Set down exactly the lines below, from the one containing "Expected output, for every instance of the wall, the" through the final line, and include no others.

Referring expression data

◇ ◇ ◇

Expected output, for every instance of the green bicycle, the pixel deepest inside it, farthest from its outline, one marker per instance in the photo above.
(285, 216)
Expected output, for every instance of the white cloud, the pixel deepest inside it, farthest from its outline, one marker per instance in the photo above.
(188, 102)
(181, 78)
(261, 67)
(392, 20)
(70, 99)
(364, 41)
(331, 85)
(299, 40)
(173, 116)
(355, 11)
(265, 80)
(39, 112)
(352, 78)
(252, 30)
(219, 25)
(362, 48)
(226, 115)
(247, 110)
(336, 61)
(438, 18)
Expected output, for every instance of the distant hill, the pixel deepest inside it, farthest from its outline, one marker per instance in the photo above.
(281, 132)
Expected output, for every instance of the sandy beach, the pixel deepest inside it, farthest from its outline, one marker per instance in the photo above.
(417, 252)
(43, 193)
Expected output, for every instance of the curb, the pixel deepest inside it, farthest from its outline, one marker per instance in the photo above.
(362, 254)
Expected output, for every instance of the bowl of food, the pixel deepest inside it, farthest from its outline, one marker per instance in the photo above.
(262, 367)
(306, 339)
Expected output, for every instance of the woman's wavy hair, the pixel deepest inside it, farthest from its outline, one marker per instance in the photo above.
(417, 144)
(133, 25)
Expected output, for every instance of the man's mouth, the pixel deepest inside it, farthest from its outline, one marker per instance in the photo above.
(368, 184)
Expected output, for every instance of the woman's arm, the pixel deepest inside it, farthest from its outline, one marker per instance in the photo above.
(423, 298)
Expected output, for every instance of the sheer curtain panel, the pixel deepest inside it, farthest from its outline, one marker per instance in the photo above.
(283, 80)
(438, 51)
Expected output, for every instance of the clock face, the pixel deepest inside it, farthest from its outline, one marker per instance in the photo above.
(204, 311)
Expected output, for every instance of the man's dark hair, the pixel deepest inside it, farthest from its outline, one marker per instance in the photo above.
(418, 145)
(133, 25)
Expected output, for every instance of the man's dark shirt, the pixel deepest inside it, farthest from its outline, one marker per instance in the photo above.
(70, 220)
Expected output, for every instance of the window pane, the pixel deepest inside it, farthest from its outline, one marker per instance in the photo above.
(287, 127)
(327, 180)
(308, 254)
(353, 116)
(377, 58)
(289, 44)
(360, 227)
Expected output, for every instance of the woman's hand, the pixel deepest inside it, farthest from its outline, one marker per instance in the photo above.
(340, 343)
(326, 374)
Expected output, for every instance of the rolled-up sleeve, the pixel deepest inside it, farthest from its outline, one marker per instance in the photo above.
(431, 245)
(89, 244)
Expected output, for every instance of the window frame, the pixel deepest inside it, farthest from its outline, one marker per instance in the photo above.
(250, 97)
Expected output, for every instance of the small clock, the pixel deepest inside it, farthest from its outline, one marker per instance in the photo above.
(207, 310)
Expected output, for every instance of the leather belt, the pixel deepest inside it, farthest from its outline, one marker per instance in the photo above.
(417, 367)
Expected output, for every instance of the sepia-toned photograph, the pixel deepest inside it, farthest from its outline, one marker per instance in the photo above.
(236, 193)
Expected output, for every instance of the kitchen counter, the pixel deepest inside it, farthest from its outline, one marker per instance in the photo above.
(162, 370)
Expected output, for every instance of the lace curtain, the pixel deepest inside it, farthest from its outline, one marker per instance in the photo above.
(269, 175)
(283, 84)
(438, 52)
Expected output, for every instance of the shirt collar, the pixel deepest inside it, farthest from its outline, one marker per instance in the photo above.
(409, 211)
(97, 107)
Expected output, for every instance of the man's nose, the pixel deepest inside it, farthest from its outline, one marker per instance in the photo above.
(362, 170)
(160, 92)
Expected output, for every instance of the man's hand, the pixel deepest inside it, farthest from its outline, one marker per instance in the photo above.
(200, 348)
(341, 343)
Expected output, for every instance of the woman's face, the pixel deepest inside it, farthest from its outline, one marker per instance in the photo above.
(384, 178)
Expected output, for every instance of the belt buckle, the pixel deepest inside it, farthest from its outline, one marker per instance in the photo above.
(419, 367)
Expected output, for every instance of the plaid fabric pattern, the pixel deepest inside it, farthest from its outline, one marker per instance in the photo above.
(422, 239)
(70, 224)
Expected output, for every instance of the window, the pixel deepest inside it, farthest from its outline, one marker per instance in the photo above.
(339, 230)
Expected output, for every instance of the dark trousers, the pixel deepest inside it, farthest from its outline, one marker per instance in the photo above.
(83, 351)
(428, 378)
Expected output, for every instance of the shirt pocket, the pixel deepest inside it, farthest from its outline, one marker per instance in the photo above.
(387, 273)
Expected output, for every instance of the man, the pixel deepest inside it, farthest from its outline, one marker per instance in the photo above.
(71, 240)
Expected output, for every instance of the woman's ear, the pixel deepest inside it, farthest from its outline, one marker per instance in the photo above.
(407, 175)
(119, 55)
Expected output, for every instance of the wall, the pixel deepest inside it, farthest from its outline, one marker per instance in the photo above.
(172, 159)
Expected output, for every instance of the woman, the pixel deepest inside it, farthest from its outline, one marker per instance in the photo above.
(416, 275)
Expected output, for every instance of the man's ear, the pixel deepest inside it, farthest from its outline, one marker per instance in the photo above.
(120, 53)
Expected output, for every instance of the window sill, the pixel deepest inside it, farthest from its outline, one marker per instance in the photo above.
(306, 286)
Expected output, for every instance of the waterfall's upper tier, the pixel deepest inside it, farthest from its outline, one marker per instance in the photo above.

◇ ◇ ◇

> [EXERCISE SOLUTION]:
Expected output, for every instance of the wall, the pixel deepest inside it, farthest from its outline, one marker per instance in the photo above.
(172, 159)
Expected output, for every instance of the woman, the pixel deepest inside it, farthest from its outline, one marker per instance in the photo above.
(416, 275)
Expected output, for every instance of the man's ear, the pixel deepest inside it, farthest from its outline, one marker per instance in the photo above.
(120, 53)
Expected output, for every instance of the window sill, the pixel deepest inside it, farthest from its outline, one marker per instance in the photo above.
(306, 286)
Expected output, for every instance of the waterfall's upper tier, the pixel deepest inside it, farthest from its outline, one marker per instance in the photo above.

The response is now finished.